**What you will do:** Copy out each line below that contains the string "keys", matching case exactly, and leave out all the others.

**Material shown:**
☆ ☆ ☆ ☆ ☆ ☆ ☆
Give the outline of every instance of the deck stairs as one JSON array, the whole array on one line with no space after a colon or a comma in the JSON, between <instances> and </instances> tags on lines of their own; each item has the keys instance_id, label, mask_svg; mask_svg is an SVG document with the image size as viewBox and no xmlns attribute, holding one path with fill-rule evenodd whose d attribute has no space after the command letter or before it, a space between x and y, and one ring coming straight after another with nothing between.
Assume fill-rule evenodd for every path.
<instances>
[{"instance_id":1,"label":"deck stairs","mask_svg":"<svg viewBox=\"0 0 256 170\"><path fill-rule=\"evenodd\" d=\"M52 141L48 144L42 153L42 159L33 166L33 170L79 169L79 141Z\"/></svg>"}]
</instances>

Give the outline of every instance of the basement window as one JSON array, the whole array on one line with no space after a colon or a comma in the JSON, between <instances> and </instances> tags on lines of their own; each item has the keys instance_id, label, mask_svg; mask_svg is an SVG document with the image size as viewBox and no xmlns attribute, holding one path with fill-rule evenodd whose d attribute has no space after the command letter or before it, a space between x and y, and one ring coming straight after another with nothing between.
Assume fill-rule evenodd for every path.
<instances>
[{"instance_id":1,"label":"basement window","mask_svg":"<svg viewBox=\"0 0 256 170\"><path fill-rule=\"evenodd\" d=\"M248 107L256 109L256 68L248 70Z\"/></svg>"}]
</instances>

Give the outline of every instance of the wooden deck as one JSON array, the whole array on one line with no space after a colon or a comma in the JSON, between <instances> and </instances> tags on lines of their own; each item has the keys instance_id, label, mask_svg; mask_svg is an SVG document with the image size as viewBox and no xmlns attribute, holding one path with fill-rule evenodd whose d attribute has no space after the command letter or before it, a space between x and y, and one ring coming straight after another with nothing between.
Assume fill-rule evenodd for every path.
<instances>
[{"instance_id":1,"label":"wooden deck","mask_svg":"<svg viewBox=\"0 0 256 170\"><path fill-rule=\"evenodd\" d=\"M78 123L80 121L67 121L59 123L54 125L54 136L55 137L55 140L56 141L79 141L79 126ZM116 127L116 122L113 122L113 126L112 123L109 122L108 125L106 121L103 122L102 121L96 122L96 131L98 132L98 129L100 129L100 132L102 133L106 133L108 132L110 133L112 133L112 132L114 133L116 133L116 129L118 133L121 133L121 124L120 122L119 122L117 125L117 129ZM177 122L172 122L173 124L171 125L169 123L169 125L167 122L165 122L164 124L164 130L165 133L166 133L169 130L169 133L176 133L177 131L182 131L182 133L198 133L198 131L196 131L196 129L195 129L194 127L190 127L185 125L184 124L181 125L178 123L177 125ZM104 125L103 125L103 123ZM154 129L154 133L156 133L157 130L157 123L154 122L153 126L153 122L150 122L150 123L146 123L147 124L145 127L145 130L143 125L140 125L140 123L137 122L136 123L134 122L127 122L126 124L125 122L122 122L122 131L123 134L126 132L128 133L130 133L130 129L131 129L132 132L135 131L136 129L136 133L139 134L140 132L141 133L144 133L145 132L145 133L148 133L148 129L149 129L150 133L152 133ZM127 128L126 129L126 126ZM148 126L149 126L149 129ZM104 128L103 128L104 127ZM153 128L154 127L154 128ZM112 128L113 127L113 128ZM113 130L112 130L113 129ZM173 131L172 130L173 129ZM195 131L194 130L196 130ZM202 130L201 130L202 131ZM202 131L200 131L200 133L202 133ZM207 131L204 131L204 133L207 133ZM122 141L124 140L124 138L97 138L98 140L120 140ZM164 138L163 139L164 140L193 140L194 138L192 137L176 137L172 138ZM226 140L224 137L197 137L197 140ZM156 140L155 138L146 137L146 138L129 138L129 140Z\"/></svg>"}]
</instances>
☆ ☆ ☆ ☆ ☆ ☆ ☆
**Reply to the task:**
Give the outline of every instance of the deck stairs as one JSON array, the whole array on one line with no space after a colon or a comma in the JSON, between <instances> and </instances> tags on lines of their own; each item has the keys instance_id, label, mask_svg; mask_svg is an SVG document with the image size as viewBox and no xmlns attribute, holding one path with fill-rule evenodd whose d attribute has no space after the command letter or before it, a space between x and y, and one ring coming straight after another with nothing between.
Give the outline of every instance of the basement window as one JSON array, the whole array on one line with no space after a colon or a comma in the JSON, between <instances> and </instances> tags on lines of their own; each item has the keys instance_id, label, mask_svg; mask_svg is an SVG document with the image size as viewBox and no xmlns attribute, holding one path with fill-rule evenodd whose d attribute has no space after the command letter or before it, a space between x and y, and one ring coming straight after another with nothing between.
Give the outline of every instance of the wooden deck as one JSON array, the whole array on one line with no space after a colon or a comma in the JSON, between <instances> and </instances> tags on lines of their own; each item has the keys instance_id, label, mask_svg; mask_svg is an SVG document with the image size as viewBox and no xmlns attribute, holding one path with fill-rule evenodd whose d attribute has no space after the command letter or before it, a space between x and y, and one ring coming straight after another with nothing between.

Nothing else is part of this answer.